**Brief**. Rewrite every line of the records below as a Markdown table with the columns "Row" and "Line", numbering the rows in order and skipping any blank lines.

[Records from a data collection]
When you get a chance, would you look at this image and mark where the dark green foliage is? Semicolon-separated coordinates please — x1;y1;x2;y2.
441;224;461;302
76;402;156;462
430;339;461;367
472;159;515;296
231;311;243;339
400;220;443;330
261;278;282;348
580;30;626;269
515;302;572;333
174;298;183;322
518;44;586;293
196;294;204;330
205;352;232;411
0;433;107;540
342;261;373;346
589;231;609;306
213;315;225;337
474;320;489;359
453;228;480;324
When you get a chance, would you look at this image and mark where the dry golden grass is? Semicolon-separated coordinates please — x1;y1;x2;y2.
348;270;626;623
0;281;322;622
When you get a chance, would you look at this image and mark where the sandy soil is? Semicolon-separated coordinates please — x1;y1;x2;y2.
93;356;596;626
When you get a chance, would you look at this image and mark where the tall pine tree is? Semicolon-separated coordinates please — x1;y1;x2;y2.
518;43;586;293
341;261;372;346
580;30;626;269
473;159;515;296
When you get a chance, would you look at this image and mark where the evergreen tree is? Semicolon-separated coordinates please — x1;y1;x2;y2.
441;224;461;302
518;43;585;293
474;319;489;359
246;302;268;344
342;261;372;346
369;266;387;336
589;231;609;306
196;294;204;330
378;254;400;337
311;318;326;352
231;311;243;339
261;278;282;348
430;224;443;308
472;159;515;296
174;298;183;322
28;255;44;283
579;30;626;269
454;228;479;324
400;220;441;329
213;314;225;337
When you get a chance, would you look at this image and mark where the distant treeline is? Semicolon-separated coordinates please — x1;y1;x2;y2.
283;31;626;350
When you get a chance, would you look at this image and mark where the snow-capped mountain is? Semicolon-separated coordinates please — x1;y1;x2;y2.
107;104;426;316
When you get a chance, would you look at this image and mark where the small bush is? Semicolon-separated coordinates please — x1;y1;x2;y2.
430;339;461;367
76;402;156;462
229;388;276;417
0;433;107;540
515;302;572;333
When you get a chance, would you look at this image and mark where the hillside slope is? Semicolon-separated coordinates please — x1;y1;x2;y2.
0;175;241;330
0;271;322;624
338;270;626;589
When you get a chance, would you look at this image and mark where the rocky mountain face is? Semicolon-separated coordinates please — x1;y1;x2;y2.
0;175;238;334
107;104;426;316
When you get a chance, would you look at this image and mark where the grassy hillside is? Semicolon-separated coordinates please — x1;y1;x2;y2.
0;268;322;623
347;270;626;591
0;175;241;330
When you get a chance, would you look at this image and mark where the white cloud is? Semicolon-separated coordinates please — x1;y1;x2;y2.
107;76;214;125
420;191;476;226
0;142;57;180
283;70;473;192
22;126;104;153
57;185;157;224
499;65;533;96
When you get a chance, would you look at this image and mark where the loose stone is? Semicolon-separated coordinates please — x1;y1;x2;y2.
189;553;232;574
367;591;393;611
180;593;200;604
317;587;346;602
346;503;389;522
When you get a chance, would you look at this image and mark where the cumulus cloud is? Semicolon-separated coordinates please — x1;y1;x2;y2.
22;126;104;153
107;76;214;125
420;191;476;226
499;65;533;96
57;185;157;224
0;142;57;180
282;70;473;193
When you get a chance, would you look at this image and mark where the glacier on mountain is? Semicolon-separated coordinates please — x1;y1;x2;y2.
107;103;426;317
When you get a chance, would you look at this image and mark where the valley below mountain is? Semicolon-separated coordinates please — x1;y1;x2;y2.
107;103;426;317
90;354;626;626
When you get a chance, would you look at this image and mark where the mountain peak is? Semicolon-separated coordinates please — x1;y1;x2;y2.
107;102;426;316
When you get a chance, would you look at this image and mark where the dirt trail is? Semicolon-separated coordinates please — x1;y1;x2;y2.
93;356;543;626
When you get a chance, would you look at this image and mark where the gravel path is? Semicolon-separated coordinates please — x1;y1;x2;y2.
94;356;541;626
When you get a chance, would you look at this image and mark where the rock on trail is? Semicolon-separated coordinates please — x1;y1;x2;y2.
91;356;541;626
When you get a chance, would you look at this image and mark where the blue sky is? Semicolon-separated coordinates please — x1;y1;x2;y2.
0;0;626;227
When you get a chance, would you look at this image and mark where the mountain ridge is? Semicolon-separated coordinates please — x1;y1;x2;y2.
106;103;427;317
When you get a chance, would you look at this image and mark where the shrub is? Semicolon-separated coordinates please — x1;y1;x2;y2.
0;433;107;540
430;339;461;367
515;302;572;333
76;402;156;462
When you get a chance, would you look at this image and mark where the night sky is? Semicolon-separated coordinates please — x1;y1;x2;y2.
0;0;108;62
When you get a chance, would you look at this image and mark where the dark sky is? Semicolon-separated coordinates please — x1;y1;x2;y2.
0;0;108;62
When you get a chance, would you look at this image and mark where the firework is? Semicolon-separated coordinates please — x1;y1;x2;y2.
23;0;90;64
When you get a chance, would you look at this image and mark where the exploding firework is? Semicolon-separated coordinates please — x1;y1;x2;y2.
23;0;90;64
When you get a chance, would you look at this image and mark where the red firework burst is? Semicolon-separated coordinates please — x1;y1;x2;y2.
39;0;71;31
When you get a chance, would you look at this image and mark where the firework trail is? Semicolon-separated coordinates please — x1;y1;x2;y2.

**Solution to this task**.
| Row | Line |
|---|---|
| 1 | When you get a chance, would you look at this image and mark where the dark green foliage is? Semicolon-separated coordinates please — x1;y1;x2;y2. |
| 2 | 441;224;461;302 |
| 3 | 76;402;156;462 |
| 4 | 430;339;461;367 |
| 5 | 472;159;515;296 |
| 6 | 231;311;243;339 |
| 7 | 400;220;443;330 |
| 8 | 261;278;282;348 |
| 9 | 580;30;626;269 |
| 10 | 515;302;572;333 |
| 11 | 174;298;183;322 |
| 12 | 518;44;586;293 |
| 13 | 196;294;204;330 |
| 14 | 205;352;232;411 |
| 15 | 0;433;107;540 |
| 16 | 342;261;373;346 |
| 17 | 589;231;609;306 |
| 18 | 213;315;225;337 |
| 19 | 474;320;489;359 |
| 20 | 453;228;480;324 |
| 21 | When you get a chance, would you look at this image and mark where the dry golden grass is? Semicolon-separated coordinates please — x1;y1;x2;y2. |
| 22 | 348;270;626;623 |
| 23 | 0;281;322;622 |
| 24 | When you get a chance, would you look at this image and mark where the sandy soil is? Semicolon-separated coordinates please — x1;y1;x2;y2. |
| 25 | 93;356;596;626 |
| 26 | When you get a chance, would you look at this image and mark where the tall pine tree is? Semicolon-separated coordinates please — x1;y1;x2;y2. |
| 27 | 518;43;586;293 |
| 28 | 341;261;372;346 |
| 29 | 580;30;626;269 |
| 30 | 473;159;515;296 |
| 31 | When you get a chance, would you look at this image and mark where the evergreen tree is? Semicolon-separated coordinates please — x1;y1;x2;y2. |
| 32 | 441;224;461;302 |
| 33 | 518;43;585;293 |
| 34 | 474;319;489;359 |
| 35 | 246;302;268;344 |
| 36 | 342;261;372;346 |
| 37 | 369;266;387;336 |
| 38 | 589;231;609;306 |
| 39 | 196;294;204;330 |
| 40 | 378;254;400;337 |
| 41 | 311;318;326;352 |
| 42 | 231;311;243;339 |
| 43 | 261;278;282;348 |
| 44 | 430;224;443;308 |
| 45 | 472;159;515;296 |
| 46 | 174;298;183;322 |
| 47 | 28;255;44;283 |
| 48 | 579;30;626;269 |
| 49 | 454;228;479;324 |
| 50 | 400;220;441;329 |
| 51 | 213;314;225;337 |
| 52 | When you get a chance, would you look at this image and mark where the distant treeline is? Semicolon-separated coordinates please — x1;y1;x2;y2. |
| 53 | 283;31;626;350 |
| 54 | When you get a chance, would you look at this image and mark where the snow-capped mountain is? Semicolon-separated coordinates please — x1;y1;x2;y2. |
| 55 | 107;104;426;316 |
| 56 | When you get a chance, would you look at this image and mark where the small bush is? Semicolon-separated coordinates please — x1;y1;x2;y2. |
| 57 | 430;339;461;367 |
| 58 | 76;402;156;462 |
| 59 | 229;388;276;417 |
| 60 | 0;433;107;540 |
| 61 | 515;302;572;333 |
| 62 | When you get a chance, would you look at this image and mark where the hillside slope is? Semicolon-separated coordinates please — x1;y1;x2;y2. |
| 63 | 0;175;241;330 |
| 64 | 0;271;322;624 |
| 65 | 338;270;626;589 |
| 66 | When you get a chance, would you look at this image and mark where the rocky mountain face is? Semicolon-separated coordinates please — x1;y1;x2;y2. |
| 67 | 0;175;238;334 |
| 68 | 107;104;426;316 |
| 69 | When you get a chance, would you look at this image and mark where the grassy hillside is? Semicolon-separated coordinates please — x1;y1;x2;y2. |
| 70 | 0;268;322;623 |
| 71 | 347;270;626;591 |
| 72 | 0;175;241;330 |
| 73 | When you get a chance, would you look at this image and mark where the white cloud is? Semicolon-separated coordinates please — x1;y1;x2;y2. |
| 74 | 107;76;214;125 |
| 75 | 420;191;476;226 |
| 76 | 0;142;57;180 |
| 77 | 283;70;473;192 |
| 78 | 22;126;104;153 |
| 79 | 57;185;157;224 |
| 80 | 499;65;533;96 |
| 81 | When you get a chance, would you look at this image and mark where the loose stone is? Semicolon-separated coordinates please — x1;y1;x2;y2. |
| 82 | 189;553;232;574 |
| 83 | 367;591;393;611 |
| 84 | 180;593;200;604 |
| 85 | 317;587;346;602 |
| 86 | 346;503;389;522 |
| 87 | When you get a chance, would you look at this image and mark where the cumulus cloud is? Semicolon-separated coordinates please — x1;y1;x2;y2. |
| 88 | 22;126;104;153 |
| 89 | 107;76;214;125 |
| 90 | 420;191;476;226 |
| 91 | 499;65;533;96 |
| 92 | 57;185;157;224 |
| 93 | 0;142;57;180 |
| 94 | 282;70;473;193 |
| 95 | When you get a chance, would you look at this image and mark where the glacier on mountain is? Semicolon-separated coordinates please — x1;y1;x2;y2. |
| 96 | 107;103;426;317 |
| 97 | When you get a chance, would you look at this image and mark where the valley below mountain is? Semicolon-separated coordinates please — x1;y1;x2;y2. |
| 98 | 107;103;426;317 |
| 99 | 90;354;626;626 |
| 100 | When you get a chance, would you look at this image and mark where the mountain peak is? Semicolon-separated coordinates please — x1;y1;x2;y2. |
| 101 | 107;102;426;316 |
| 102 | When you get a chance, would you look at this image and mark where the dirt trail is? Semicolon-separated coordinates please — x1;y1;x2;y2. |
| 103 | 93;356;543;626 |
| 104 | When you get a chance, would you look at this image and mark where the gravel path is? Semicolon-separated coordinates please — x1;y1;x2;y2. |
| 105 | 94;356;541;626 |
| 106 | When you get a chance, would you look at this image and mark where the rock on trail is? Semicolon-separated coordinates please — x1;y1;x2;y2. |
| 107 | 91;356;541;626 |
| 108 | When you get a chance, would you look at this image and mark where the blue sky is? Semicolon-separated coordinates please — x1;y1;x2;y2. |
| 109 | 0;0;626;227 |
| 110 | When you get a chance, would you look at this image and mark where the mountain ridge is? Semicolon-separated coordinates please — x1;y1;x2;y2. |
| 111 | 106;103;427;317 |
| 112 | When you get a chance, would you look at this image and mark where the shrub is? Semicolon-separated coordinates please — x1;y1;x2;y2. |
| 113 | 0;433;107;540 |
| 114 | 430;339;461;367 |
| 115 | 515;302;572;333 |
| 116 | 76;402;156;462 |
| 117 | When you get a chance, would you look at this image and mark where the night sky is? Semicolon-separated coordinates please — x1;y1;x2;y2. |
| 118 | 0;0;108;62 |
| 119 | When you get a chance, would you look at this image and mark where the dark sky is? Semicolon-separated coordinates please — x1;y1;x2;y2. |
| 120 | 0;0;108;62 |
| 121 | When you get a chance, would you look at this image and mark where the firework is? Semicolon-separated coordinates please — x1;y1;x2;y2. |
| 122 | 23;0;90;64 |
| 123 | When you get a chance, would you look at this image and mark where the exploding firework is? Semicolon-separated coordinates please — x1;y1;x2;y2. |
| 124 | 23;0;90;64 |
| 125 | When you get a chance, would you look at this image and mark where the red firework burst is? Semicolon-separated coordinates please — x1;y1;x2;y2. |
| 126 | 39;0;71;31 |
| 127 | When you get a chance, would you look at this image and mark where the firework trail is? Semicolon-separated coordinates please — x1;y1;x2;y2. |